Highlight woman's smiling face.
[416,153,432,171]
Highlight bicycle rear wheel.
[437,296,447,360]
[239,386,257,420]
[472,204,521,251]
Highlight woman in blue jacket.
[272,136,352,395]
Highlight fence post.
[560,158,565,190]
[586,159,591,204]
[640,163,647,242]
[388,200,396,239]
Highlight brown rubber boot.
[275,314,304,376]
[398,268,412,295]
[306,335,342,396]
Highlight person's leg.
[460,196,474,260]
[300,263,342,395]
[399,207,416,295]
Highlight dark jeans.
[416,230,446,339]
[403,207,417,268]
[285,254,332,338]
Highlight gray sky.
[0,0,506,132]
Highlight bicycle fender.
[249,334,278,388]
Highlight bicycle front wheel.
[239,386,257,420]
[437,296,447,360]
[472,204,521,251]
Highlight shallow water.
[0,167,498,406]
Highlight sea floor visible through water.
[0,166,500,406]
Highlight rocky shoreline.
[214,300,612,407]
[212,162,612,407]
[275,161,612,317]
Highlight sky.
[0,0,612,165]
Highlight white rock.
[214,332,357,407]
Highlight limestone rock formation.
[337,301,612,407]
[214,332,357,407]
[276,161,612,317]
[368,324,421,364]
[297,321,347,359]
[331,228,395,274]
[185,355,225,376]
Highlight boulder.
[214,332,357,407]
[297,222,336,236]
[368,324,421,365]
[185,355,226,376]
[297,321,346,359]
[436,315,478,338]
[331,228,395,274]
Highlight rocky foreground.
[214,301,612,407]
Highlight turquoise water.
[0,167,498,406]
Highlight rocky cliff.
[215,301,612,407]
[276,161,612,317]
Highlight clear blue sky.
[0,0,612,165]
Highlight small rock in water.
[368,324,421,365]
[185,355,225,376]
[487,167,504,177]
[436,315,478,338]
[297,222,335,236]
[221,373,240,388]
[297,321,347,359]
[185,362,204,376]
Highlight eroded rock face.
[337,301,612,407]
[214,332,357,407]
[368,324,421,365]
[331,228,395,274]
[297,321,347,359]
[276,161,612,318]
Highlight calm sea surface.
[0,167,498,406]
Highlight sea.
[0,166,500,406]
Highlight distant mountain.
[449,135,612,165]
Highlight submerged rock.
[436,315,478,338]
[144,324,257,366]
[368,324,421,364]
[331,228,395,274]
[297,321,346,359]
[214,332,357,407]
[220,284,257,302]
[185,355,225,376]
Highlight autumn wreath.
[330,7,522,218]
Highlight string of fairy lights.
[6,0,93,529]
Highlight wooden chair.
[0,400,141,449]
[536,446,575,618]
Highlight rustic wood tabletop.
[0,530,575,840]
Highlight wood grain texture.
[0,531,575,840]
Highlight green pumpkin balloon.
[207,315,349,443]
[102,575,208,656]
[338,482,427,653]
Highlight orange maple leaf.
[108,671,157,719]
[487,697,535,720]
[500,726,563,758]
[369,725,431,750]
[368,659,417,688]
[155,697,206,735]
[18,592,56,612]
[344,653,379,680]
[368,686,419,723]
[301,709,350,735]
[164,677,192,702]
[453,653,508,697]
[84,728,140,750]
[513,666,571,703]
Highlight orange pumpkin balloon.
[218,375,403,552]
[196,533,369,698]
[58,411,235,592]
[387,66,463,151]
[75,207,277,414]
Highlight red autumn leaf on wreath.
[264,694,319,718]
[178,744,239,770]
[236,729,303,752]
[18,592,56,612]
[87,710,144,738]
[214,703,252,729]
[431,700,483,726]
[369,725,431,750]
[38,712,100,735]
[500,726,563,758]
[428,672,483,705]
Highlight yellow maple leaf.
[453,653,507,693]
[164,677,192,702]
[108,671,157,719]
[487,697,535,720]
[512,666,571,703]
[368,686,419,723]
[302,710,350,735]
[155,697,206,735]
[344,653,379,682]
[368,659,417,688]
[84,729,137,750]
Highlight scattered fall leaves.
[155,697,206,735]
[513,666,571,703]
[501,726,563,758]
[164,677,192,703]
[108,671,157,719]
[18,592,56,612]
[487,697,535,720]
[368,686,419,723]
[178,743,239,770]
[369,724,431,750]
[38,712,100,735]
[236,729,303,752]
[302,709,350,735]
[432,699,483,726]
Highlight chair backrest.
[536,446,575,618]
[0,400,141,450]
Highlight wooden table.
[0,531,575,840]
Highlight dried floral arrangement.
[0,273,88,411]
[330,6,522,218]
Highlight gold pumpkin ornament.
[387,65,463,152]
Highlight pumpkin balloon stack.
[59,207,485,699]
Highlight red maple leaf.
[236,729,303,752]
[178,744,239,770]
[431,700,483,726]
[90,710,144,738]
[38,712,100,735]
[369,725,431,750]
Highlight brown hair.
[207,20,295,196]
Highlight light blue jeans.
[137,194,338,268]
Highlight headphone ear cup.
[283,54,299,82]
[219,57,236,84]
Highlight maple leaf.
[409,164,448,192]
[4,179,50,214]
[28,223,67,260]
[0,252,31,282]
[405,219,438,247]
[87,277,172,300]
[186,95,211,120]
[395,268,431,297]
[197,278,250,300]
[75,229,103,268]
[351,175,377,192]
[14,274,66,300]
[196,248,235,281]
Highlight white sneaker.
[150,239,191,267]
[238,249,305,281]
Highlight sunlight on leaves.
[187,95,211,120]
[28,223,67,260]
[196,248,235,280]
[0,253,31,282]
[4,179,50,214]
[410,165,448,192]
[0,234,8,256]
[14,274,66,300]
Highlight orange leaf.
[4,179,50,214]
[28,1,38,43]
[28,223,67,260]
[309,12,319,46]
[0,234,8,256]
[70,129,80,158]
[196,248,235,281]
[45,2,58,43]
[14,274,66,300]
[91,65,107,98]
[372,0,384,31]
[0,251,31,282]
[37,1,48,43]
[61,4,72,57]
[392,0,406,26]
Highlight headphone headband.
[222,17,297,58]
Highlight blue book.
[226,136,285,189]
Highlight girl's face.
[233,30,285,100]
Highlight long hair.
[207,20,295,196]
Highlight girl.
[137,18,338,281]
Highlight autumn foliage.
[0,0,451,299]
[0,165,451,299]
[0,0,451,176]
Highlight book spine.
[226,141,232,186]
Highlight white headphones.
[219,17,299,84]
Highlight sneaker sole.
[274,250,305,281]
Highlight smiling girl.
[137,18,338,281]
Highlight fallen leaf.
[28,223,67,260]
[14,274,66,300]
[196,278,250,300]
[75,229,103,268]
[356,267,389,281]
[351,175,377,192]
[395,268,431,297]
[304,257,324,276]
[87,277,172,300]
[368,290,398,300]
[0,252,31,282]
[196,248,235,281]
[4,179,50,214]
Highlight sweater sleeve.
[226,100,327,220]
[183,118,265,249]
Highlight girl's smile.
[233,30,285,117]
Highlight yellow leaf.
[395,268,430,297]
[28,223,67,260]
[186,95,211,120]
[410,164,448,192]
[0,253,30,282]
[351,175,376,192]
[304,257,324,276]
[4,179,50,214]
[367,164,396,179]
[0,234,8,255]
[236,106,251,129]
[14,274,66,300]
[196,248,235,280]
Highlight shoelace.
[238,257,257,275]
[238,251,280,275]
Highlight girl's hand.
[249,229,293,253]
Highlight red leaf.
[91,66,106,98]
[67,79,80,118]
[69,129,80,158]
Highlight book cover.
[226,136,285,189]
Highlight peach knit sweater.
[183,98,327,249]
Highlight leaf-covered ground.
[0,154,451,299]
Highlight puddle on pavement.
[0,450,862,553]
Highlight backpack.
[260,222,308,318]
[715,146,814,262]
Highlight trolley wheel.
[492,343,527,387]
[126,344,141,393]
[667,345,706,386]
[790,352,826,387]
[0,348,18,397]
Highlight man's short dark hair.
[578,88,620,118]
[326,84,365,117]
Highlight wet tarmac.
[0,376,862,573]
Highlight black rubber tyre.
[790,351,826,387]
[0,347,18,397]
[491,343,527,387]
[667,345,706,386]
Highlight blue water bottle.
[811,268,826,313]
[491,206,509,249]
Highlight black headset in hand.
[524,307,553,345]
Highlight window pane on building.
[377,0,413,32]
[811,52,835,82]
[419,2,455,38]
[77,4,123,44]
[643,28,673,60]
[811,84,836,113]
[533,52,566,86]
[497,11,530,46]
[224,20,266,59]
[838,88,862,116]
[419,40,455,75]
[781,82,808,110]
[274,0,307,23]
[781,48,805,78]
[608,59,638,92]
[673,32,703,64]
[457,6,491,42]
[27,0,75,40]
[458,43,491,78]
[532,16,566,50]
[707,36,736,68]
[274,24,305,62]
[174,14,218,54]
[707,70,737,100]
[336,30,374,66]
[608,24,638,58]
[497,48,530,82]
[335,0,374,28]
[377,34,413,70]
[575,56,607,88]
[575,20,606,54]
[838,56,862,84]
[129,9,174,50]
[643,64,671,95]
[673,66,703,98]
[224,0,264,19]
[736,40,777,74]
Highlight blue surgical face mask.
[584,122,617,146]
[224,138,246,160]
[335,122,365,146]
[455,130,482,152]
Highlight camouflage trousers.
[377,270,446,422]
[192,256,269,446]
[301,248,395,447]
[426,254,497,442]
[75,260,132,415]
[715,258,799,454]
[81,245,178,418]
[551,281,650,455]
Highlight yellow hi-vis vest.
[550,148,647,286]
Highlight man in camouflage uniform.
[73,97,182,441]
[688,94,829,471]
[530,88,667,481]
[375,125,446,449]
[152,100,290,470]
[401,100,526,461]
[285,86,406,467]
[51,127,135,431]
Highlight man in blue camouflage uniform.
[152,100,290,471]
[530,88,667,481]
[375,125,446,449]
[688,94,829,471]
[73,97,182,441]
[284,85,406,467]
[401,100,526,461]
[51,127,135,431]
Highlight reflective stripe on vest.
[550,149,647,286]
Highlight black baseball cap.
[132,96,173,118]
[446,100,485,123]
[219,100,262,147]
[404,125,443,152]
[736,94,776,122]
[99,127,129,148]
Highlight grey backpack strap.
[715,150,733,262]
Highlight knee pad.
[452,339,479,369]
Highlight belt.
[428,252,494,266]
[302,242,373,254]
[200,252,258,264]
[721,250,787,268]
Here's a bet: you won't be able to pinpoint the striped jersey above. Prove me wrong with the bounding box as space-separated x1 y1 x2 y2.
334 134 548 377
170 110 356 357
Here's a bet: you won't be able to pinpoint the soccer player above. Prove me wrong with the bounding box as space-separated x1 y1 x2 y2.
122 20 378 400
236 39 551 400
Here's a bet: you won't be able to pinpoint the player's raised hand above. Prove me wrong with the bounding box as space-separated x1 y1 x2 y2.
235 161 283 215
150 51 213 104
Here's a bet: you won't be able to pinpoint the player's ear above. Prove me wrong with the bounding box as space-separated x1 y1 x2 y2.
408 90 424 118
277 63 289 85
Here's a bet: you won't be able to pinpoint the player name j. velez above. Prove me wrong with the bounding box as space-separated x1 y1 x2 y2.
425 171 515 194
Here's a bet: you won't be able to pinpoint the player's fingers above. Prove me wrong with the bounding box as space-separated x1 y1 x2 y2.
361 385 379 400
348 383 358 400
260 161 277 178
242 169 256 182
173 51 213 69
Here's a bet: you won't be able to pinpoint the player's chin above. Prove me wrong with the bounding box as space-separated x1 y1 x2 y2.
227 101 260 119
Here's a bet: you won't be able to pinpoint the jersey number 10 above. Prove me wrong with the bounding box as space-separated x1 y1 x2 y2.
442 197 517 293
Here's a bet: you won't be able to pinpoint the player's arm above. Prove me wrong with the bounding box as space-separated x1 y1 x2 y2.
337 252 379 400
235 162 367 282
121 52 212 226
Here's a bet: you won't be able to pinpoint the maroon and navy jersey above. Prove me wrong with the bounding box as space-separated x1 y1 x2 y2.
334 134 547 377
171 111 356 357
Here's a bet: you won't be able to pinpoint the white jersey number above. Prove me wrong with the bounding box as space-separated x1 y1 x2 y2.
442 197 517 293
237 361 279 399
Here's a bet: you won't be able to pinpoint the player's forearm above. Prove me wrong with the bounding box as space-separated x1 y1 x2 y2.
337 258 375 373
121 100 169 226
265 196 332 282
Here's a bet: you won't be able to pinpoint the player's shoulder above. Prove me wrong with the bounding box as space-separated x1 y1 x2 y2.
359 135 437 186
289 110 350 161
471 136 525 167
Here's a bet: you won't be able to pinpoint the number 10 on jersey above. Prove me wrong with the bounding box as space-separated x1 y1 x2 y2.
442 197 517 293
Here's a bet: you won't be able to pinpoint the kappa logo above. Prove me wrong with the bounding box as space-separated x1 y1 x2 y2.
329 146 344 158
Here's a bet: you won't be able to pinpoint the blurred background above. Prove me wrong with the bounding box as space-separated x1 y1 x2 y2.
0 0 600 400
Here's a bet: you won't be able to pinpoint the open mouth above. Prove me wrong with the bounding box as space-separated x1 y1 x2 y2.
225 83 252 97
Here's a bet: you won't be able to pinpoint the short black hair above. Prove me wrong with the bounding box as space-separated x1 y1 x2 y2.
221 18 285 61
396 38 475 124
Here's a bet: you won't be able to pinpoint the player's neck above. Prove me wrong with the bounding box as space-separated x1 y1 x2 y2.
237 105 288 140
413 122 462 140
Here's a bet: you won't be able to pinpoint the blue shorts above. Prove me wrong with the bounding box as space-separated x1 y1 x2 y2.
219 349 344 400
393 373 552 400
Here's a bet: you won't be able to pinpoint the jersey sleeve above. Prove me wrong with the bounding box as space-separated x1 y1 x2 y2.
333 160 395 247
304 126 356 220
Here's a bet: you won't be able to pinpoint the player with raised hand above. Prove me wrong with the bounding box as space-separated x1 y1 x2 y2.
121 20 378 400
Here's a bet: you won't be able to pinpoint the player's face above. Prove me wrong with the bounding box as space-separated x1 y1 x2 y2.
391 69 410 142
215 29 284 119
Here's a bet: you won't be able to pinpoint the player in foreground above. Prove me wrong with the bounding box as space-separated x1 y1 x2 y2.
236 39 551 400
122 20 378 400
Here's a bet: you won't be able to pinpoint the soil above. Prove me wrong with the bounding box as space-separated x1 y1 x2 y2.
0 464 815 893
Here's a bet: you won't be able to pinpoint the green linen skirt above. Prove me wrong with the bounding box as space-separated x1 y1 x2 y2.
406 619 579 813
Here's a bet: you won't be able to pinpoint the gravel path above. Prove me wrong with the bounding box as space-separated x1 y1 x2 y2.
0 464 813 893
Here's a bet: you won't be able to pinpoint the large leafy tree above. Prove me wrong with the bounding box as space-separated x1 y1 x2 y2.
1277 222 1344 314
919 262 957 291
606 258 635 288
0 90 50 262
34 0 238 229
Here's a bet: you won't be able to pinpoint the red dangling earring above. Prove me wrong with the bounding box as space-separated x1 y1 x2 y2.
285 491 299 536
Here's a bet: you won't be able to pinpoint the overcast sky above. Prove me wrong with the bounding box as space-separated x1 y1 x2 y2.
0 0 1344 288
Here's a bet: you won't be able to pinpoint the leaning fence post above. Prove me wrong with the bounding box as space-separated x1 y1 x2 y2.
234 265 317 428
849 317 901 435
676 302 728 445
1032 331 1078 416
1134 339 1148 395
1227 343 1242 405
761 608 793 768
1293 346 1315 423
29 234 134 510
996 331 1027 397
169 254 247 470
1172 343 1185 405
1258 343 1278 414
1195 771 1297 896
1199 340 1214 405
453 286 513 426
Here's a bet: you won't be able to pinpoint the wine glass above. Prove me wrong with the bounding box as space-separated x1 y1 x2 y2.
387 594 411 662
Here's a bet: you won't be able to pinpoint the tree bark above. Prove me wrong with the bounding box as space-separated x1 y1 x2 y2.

--

Work required >> Can you return, unchanged, the rows starting at the line containing "Highlight scattered fall leaves." and ending at the line containing "[238,249,305,281]", with both of those lines included?

Finished task >>
Highlight scattered fall leaves.
[155,697,206,735]
[513,666,571,703]
[501,726,563,758]
[164,677,192,703]
[108,671,157,719]
[18,592,56,612]
[487,697,535,720]
[368,686,419,723]
[178,743,239,770]
[369,724,431,750]
[38,712,100,735]
[236,729,303,752]
[302,709,350,735]
[432,699,483,726]
Highlight chair backrest.
[536,446,575,618]
[0,400,141,450]
Highlight wooden table.
[0,531,575,840]
Highlight dried floral arrangement.
[0,273,88,411]
[330,6,522,218]
Highlight gold pumpkin ornament.
[387,65,463,152]
Highlight pumpkin balloon stack.
[59,207,485,699]
Highlight red maple leaf.
[236,729,303,752]
[178,744,239,770]
[431,700,483,726]
[90,710,144,738]
[38,712,100,735]
[369,725,431,750]
Highlight brown hair.
[207,20,295,196]
Highlight light blue jeans.
[137,194,338,268]
Highlight headphone ear cup.
[283,54,299,82]
[219,57,236,84]
Highlight maple leaf.
[409,164,448,192]
[4,179,50,214]
[28,223,67,260]
[0,252,31,282]
[405,219,438,247]
[87,277,172,300]
[186,95,211,120]
[395,268,431,297]
[197,278,250,300]
[75,229,103,268]
[351,175,377,192]
[14,274,66,300]
[196,248,235,281]
Highlight white sneaker.
[150,239,191,267]
[238,249,305,281]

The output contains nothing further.